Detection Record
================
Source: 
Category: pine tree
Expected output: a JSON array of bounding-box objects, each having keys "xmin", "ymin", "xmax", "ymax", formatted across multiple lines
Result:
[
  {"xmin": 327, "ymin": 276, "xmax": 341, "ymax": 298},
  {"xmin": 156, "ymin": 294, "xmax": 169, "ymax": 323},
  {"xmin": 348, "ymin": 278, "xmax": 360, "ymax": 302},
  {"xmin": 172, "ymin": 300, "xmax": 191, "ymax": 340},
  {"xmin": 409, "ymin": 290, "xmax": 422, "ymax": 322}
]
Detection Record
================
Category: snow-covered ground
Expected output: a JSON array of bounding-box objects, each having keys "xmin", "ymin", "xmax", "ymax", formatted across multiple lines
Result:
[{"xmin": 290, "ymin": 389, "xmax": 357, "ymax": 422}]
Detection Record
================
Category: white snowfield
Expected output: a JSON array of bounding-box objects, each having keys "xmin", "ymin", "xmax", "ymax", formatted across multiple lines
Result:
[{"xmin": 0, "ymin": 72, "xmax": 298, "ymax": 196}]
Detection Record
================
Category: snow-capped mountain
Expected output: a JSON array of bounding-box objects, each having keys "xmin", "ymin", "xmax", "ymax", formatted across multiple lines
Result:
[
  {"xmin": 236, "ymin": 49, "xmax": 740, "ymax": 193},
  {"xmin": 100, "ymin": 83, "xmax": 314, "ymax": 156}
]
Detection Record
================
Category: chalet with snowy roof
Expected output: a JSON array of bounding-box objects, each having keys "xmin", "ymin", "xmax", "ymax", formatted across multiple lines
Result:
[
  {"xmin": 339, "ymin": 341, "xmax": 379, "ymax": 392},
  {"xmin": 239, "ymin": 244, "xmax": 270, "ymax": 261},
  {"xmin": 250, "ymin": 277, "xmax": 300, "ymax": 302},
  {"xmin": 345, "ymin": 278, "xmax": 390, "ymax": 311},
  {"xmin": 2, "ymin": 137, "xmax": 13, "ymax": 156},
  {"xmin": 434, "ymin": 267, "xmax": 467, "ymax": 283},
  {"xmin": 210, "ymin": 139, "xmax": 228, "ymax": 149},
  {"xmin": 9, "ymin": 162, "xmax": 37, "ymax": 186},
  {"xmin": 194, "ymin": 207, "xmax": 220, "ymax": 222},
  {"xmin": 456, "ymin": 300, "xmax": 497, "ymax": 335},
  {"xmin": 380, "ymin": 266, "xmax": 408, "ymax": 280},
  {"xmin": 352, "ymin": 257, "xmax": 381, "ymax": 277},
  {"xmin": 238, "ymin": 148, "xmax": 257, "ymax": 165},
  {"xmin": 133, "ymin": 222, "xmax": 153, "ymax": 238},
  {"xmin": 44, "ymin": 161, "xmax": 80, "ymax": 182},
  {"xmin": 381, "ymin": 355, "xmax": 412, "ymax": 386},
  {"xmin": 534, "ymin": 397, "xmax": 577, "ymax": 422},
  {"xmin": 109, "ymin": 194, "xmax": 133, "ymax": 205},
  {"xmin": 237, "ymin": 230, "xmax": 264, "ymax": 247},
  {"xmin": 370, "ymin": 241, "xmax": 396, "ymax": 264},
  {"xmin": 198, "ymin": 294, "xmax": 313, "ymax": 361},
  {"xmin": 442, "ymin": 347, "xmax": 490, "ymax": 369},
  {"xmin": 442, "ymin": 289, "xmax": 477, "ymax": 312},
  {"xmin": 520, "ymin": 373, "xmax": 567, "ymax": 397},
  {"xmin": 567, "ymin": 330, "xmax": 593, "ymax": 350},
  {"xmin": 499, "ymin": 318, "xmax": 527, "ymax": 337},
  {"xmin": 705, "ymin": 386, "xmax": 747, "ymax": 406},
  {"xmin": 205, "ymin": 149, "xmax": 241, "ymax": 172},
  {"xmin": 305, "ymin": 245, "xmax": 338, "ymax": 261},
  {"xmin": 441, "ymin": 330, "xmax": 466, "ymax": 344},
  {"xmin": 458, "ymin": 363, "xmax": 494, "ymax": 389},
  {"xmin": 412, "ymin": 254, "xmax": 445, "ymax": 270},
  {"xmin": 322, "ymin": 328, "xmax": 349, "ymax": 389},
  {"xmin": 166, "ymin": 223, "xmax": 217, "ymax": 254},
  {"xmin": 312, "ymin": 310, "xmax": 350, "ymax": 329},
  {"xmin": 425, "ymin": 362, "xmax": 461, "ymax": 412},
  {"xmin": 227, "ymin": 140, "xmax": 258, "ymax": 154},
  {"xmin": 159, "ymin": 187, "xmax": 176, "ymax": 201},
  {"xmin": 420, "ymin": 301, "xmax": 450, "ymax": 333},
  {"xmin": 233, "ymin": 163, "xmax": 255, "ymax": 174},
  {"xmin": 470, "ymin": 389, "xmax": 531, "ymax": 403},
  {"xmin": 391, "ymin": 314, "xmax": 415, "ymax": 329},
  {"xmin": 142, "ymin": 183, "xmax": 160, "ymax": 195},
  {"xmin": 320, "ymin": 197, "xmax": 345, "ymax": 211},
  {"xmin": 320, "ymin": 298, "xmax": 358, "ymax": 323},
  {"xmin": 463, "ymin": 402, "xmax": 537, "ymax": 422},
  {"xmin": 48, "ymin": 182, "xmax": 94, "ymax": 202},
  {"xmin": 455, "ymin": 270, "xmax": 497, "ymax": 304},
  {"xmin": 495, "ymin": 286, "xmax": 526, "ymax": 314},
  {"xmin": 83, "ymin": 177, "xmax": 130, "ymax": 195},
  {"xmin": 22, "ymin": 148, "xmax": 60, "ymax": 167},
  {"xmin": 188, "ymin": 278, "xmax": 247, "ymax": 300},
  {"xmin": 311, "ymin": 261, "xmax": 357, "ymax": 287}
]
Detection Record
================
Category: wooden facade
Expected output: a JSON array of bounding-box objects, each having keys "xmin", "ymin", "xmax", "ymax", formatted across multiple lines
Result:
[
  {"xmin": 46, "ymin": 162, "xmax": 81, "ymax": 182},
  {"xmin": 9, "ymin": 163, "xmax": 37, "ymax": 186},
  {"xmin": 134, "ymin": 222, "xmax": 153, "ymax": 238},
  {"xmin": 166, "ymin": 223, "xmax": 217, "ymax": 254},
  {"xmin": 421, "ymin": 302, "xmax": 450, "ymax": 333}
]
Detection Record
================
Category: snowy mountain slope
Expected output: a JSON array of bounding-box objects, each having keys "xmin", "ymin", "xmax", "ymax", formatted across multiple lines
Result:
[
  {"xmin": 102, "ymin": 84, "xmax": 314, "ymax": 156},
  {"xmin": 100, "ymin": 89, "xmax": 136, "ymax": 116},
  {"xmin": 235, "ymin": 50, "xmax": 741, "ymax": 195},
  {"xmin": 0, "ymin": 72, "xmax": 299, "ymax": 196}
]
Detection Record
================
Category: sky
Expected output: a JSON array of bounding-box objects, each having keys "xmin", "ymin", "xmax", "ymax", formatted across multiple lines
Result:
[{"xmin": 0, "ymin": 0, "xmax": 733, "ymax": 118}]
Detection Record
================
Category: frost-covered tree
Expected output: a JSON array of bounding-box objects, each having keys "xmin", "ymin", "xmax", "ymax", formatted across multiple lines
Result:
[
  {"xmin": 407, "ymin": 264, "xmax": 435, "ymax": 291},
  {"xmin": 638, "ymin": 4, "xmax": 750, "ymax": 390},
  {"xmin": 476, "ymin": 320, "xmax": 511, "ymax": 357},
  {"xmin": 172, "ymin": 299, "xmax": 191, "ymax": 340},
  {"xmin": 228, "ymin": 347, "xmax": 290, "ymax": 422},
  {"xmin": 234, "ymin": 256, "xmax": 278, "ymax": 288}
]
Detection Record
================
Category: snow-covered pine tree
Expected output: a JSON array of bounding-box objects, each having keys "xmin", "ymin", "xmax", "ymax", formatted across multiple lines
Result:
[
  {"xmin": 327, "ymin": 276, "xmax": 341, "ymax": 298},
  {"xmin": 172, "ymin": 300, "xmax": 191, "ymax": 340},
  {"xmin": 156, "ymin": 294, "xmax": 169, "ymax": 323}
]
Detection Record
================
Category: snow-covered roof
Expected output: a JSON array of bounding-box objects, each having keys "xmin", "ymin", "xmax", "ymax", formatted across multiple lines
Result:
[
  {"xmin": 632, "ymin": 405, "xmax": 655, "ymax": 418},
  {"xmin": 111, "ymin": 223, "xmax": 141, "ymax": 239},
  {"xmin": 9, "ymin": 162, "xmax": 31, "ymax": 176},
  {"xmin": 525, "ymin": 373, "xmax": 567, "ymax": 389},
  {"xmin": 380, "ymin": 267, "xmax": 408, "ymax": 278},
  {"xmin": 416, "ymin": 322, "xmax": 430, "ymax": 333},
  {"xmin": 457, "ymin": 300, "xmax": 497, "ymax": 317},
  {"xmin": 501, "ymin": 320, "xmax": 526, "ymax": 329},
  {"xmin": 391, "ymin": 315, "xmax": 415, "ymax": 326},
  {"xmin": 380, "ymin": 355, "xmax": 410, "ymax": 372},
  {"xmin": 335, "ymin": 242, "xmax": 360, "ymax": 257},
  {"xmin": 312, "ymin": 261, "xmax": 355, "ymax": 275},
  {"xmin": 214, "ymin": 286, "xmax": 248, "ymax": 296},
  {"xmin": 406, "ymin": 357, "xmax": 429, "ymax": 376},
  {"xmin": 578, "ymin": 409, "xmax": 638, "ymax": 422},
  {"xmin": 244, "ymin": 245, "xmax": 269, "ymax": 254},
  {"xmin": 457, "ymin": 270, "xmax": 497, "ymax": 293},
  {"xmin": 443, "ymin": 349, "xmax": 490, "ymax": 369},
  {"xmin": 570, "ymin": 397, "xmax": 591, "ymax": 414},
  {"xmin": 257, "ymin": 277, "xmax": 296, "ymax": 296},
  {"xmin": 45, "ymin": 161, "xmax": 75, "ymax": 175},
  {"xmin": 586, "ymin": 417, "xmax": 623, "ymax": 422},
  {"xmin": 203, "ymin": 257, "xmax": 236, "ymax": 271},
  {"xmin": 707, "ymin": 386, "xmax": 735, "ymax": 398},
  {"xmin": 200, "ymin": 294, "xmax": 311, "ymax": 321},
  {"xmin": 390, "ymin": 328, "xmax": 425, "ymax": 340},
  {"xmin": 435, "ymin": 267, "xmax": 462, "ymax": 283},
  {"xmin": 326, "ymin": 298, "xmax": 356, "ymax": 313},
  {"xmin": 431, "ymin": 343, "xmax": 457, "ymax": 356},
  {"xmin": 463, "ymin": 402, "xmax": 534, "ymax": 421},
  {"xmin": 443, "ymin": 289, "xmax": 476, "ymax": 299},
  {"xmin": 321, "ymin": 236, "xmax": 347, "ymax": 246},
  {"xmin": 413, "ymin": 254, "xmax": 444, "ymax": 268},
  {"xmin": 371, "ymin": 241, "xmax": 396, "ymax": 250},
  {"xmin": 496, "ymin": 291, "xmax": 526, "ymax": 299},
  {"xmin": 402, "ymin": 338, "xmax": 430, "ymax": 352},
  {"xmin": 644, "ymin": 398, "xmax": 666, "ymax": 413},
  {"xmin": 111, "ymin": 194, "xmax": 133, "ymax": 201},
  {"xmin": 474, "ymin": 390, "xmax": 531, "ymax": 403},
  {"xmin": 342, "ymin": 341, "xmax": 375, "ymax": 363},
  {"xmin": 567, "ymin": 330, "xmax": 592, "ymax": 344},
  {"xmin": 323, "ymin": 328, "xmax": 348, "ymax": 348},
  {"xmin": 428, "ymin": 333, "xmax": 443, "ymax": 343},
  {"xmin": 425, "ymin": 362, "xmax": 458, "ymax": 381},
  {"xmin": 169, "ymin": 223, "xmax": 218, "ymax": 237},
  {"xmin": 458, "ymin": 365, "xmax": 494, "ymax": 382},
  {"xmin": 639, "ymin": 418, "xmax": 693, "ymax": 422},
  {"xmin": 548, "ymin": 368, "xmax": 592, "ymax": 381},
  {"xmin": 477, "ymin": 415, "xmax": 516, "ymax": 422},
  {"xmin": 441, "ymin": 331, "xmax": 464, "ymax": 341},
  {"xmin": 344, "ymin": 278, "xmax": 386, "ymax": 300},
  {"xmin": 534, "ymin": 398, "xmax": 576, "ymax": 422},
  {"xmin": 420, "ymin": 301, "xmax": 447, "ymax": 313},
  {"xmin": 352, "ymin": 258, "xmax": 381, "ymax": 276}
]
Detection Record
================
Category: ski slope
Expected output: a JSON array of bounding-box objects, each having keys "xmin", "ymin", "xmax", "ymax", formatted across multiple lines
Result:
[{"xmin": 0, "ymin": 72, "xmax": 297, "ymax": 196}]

» **Task directions**
In the data above, repeat exactly each line from the first through the line that contains "Category: snow-covered ground", and give nothing else.

» **Your solution**
Detection Record
================
Source: 
Category: pine tree
Expected output: a JSON array of bounding-box objects, each having keys "xmin", "ymin", "xmax", "ymax", formatted across multiple lines
Result:
[
  {"xmin": 327, "ymin": 276, "xmax": 341, "ymax": 298},
  {"xmin": 156, "ymin": 294, "xmax": 169, "ymax": 323},
  {"xmin": 348, "ymin": 278, "xmax": 360, "ymax": 302},
  {"xmin": 172, "ymin": 300, "xmax": 191, "ymax": 340},
  {"xmin": 409, "ymin": 290, "xmax": 422, "ymax": 322}
]
Detection Record
================
Category: snow-covered ground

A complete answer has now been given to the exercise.